## start Material for this task

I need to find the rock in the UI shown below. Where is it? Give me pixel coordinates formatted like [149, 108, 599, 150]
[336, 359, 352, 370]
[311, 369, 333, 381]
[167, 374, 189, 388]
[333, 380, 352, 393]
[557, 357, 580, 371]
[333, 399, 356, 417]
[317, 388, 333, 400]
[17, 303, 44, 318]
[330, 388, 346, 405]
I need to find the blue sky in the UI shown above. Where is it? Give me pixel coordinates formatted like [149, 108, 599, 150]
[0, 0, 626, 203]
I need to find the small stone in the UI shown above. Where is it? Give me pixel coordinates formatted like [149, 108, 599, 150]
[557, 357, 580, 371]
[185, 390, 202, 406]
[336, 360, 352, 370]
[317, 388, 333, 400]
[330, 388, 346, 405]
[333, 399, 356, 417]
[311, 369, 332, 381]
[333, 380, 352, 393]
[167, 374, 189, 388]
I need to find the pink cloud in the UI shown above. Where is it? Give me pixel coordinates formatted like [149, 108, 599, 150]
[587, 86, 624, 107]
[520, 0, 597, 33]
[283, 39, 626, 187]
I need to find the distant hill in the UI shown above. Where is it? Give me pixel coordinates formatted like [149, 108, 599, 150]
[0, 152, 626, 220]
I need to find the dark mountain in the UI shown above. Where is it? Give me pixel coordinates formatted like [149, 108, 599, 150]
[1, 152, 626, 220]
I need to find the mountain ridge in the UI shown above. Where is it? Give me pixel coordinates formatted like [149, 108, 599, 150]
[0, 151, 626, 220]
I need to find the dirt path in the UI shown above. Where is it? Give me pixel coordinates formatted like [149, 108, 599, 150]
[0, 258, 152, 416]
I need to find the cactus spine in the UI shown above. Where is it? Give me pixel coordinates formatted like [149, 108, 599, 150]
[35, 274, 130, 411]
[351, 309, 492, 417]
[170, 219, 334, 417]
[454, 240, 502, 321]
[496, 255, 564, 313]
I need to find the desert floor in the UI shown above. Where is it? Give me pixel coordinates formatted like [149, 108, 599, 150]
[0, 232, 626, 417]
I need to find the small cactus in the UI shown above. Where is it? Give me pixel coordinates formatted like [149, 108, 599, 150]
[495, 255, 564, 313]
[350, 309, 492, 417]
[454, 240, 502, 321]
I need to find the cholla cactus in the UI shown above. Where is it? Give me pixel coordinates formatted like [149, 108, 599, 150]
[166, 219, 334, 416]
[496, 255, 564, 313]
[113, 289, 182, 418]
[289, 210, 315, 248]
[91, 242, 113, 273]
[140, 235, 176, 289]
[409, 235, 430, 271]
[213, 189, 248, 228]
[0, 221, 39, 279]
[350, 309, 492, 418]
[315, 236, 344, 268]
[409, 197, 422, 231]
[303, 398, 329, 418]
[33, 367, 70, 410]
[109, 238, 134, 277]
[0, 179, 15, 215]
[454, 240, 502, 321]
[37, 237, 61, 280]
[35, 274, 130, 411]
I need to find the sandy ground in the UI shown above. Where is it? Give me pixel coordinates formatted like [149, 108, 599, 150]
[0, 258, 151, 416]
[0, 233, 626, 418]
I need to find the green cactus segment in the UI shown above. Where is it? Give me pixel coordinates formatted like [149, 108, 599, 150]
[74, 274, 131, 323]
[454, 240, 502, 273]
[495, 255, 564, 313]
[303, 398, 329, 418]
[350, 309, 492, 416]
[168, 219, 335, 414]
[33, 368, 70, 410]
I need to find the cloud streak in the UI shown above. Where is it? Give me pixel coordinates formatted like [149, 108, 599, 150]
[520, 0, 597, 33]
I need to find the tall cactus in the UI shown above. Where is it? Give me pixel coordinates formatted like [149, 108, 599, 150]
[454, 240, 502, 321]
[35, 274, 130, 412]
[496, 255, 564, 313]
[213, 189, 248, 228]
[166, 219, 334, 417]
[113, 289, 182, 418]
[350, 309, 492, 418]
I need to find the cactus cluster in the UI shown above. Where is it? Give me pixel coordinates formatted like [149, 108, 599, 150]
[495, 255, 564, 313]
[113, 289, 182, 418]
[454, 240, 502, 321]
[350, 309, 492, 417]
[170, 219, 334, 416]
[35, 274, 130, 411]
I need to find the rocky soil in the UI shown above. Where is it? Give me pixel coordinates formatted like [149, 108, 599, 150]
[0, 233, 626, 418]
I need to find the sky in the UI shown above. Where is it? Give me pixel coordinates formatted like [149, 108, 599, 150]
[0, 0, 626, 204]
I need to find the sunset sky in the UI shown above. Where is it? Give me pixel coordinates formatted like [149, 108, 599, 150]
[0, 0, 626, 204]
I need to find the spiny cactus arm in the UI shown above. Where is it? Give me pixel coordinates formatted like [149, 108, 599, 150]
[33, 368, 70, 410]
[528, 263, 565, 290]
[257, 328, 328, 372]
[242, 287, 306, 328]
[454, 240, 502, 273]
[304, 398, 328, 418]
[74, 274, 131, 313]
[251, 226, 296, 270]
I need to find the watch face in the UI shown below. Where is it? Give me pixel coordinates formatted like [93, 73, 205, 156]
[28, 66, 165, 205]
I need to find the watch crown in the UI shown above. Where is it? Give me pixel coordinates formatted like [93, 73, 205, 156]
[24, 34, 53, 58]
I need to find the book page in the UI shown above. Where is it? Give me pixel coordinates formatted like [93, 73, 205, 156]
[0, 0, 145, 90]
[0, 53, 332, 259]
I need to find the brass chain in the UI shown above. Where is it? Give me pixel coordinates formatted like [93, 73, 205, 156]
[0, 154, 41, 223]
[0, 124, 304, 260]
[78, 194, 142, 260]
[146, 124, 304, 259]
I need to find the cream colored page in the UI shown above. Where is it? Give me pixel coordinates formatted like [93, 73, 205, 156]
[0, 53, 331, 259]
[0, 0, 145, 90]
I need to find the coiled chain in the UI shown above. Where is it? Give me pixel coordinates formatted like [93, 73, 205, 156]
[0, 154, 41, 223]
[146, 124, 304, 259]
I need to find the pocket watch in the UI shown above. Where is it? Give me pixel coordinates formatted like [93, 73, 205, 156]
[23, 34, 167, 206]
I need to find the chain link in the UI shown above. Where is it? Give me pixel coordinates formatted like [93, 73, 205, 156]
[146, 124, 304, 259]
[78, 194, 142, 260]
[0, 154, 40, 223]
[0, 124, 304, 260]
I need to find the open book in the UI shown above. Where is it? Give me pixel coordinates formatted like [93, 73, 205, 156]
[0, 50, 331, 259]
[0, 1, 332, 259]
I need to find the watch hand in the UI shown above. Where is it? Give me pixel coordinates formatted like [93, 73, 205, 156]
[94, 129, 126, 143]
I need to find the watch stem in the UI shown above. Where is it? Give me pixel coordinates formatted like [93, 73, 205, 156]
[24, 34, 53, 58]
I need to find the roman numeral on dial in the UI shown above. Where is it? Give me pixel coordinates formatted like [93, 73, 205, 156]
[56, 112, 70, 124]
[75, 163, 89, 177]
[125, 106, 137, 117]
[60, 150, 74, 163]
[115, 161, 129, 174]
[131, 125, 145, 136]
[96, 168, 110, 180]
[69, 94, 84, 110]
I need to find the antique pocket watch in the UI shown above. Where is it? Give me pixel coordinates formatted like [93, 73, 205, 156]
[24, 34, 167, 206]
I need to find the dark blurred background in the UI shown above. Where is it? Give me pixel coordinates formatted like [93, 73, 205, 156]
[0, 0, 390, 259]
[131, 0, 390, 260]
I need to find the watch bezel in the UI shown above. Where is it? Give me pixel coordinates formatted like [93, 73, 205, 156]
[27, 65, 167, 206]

## end Material for this task

Copy every row above word for word, leaving nothing out and changing nothing.

I need to find the rock in the UI shown below. Where is it? Give me pixel coordinates formatted like [149, 108, 599, 150]
[336, 359, 352, 370]
[311, 369, 333, 381]
[167, 374, 189, 388]
[333, 380, 352, 393]
[557, 357, 580, 371]
[333, 399, 356, 417]
[317, 388, 333, 400]
[17, 303, 44, 318]
[330, 388, 346, 405]
I need to find the blue sky in the UI shown above. Where is it? Give me pixel coordinates formatted like [149, 108, 599, 150]
[0, 0, 626, 203]
I need to find the small stone in the UI shown above. Where is it? Give me pixel coordinates formatted like [149, 108, 599, 150]
[557, 357, 580, 371]
[185, 390, 202, 406]
[336, 360, 352, 370]
[317, 388, 333, 400]
[330, 388, 346, 405]
[333, 399, 356, 417]
[311, 369, 332, 381]
[333, 380, 352, 393]
[167, 374, 189, 388]
I need to find the pink cloud in the UI shown above. Where is it? Give me pixel coordinates formatted like [149, 108, 599, 150]
[587, 86, 624, 107]
[520, 0, 597, 33]
[283, 39, 626, 187]
I need to find the distant hill in the UI shown above. Where is it? Give me pixel coordinates formatted like [149, 108, 599, 150]
[0, 152, 626, 220]
I need to find the dark mountain in the UI shown above. Where is it? Give me pixel coordinates formatted like [149, 108, 599, 150]
[1, 152, 626, 220]
I need to find the mountain ridge in the UI shown above. Where is it? Give me pixel coordinates formatted like [149, 108, 599, 150]
[0, 151, 626, 220]
I need to find the dirt path in the UI shown above. Where is it? Give me pixel coordinates formatted like [149, 108, 599, 150]
[0, 258, 152, 416]
I need to find the cactus spine in the UI shown above. Where is it? Give me pixel coordinates formatted like [149, 108, 599, 150]
[35, 274, 130, 411]
[351, 309, 492, 417]
[170, 219, 334, 417]
[454, 240, 502, 321]
[496, 255, 564, 313]
I need to find the desert floor in the UI shown above. Where is it? Give me pixel coordinates formatted like [149, 108, 599, 150]
[0, 232, 626, 417]
I need to find the small cactus in the UI shown above. Where is it? Give me pixel coordinates formatted like [149, 108, 599, 150]
[495, 255, 564, 313]
[350, 309, 492, 417]
[454, 240, 502, 321]
I need to find the cholla cactus in the UI shown above. Where is it? Give me pixel coordinates formatted like [149, 108, 599, 150]
[166, 219, 334, 416]
[496, 255, 564, 313]
[113, 289, 182, 418]
[289, 210, 315, 248]
[91, 242, 113, 273]
[140, 235, 176, 289]
[409, 235, 430, 271]
[213, 189, 248, 228]
[0, 221, 39, 279]
[350, 309, 492, 418]
[315, 236, 344, 268]
[409, 197, 422, 231]
[303, 398, 329, 418]
[33, 367, 70, 410]
[109, 238, 134, 277]
[0, 179, 15, 215]
[454, 240, 502, 321]
[37, 237, 61, 280]
[35, 274, 130, 411]
I need to find the sandy ground in the UI shown above. Where is it? Give me pixel coordinates formatted like [149, 108, 599, 150]
[0, 258, 151, 416]
[0, 233, 626, 418]
I need to find the green cactus segment in the UI shown above. Where is it? Give me pixel coordinates formatted like [149, 108, 599, 150]
[74, 274, 131, 323]
[454, 240, 502, 273]
[495, 255, 564, 313]
[303, 398, 329, 418]
[350, 309, 492, 416]
[168, 219, 335, 414]
[33, 368, 70, 410]
I need to find the cloud streak in the UI shown above. Where is it? Give me pixel coordinates formatted like [149, 108, 599, 150]
[520, 0, 597, 33]
I need to find the tall cactus in the UI shown above. Where is it? Give me pixel coordinates formatted like [149, 108, 599, 150]
[454, 240, 502, 321]
[35, 274, 130, 412]
[496, 255, 564, 313]
[213, 189, 248, 228]
[166, 219, 334, 417]
[113, 289, 182, 418]
[350, 309, 492, 418]
I need to find the cactus cluster in the UI shown above. Where is it? Give me pixel coordinates formatted like [149, 108, 599, 150]
[495, 255, 564, 313]
[113, 289, 182, 418]
[454, 240, 502, 321]
[350, 309, 492, 417]
[170, 219, 334, 416]
[35, 274, 130, 411]
I need to find the rocky soil in the UI shown above. Where is it? Give me pixel coordinates formatted like [149, 108, 599, 150]
[0, 233, 626, 418]
I need to find the sky in the UI shown above. Where is it? Give me pixel coordinates formatted like [149, 108, 599, 150]
[0, 0, 626, 204]
I need to find the sunset sky in the UI shown above. Where is it? Give me pixel coordinates formatted like [149, 108, 599, 150]
[0, 0, 626, 204]
I need to find the spiny cactus arm in the UI shown above. Where is it? Give me pixel coordinates formatted like [149, 108, 599, 150]
[33, 368, 70, 410]
[528, 263, 565, 290]
[257, 328, 328, 372]
[242, 287, 306, 328]
[454, 240, 502, 273]
[304, 398, 328, 418]
[74, 274, 131, 313]
[251, 226, 296, 270]
I need to find the watch face in the UI shown below. Where is it? Give me pixel coordinates formatted like [93, 73, 205, 156]
[28, 66, 165, 205]
I need to find the watch crown in the UI shown above. Where is it? Give me pixel coordinates formatted like [93, 73, 205, 156]
[24, 34, 53, 58]
I need to find the book page in the UI shown above. Where is it? Give me pixel coordinates formatted like [93, 73, 205, 156]
[0, 0, 145, 90]
[0, 53, 332, 259]
I need to find the brass chain in the UI shown above. Where is it? Give me pixel coordinates formatted like [93, 73, 205, 156]
[0, 154, 41, 223]
[0, 124, 304, 260]
[78, 194, 142, 260]
[146, 124, 304, 259]
I need to find the cream colored page in the UI shown above. Where is it? Give me pixel coordinates formatted like [93, 73, 205, 156]
[0, 53, 331, 259]
[0, 0, 145, 90]
I need to find the coiled chain in the UI shown above. Where is it? Give me pixel coordinates formatted like [93, 73, 205, 156]
[0, 154, 41, 223]
[146, 124, 304, 259]
I need to find the pocket watch in the UI shown above. Where is it? Give me pixel coordinates formatted like [93, 73, 205, 156]
[23, 34, 167, 206]
I need to find the chain link in the UI shown above. Where is it? Give me pixel coordinates formatted like [93, 73, 205, 156]
[146, 124, 304, 259]
[78, 194, 142, 260]
[0, 154, 40, 223]
[0, 124, 304, 260]
I need to find the open book in the UI shown above. Where is it? Give me pixel coordinates formatted like [93, 73, 205, 156]
[0, 50, 331, 259]
[0, 1, 332, 259]
I need to find the watch hand in the UI shown above. Where is it? Give me pixel coordinates formatted like [93, 73, 205, 156]
[94, 129, 126, 143]
I need to find the watch stem in the UI shown above. Where is it? Give me pixel coordinates formatted like [93, 73, 205, 156]
[24, 34, 53, 58]
I need to find the roman numeral on dial in the UI shown above. Where is it? Give me pixel coordinates formatted like [93, 73, 205, 156]
[56, 112, 70, 124]
[75, 163, 89, 177]
[125, 106, 137, 117]
[60, 150, 74, 163]
[115, 161, 129, 174]
[131, 125, 145, 136]
[96, 168, 110, 180]
[69, 94, 84, 110]
I need to find the antique pocket watch in the UI shown above. Where is it? Give me pixel coordinates formatted like [93, 73, 205, 156]
[24, 34, 167, 206]
I need to find the dark blurred background in the UI shown above. Where is it? Give me pixel coordinates formatted like [93, 73, 205, 156]
[0, 0, 390, 259]
[131, 0, 390, 260]
I need to find the watch bezel in the UI shown above. Where is it? Give me pixel coordinates formatted like [93, 73, 205, 156]
[27, 65, 167, 206]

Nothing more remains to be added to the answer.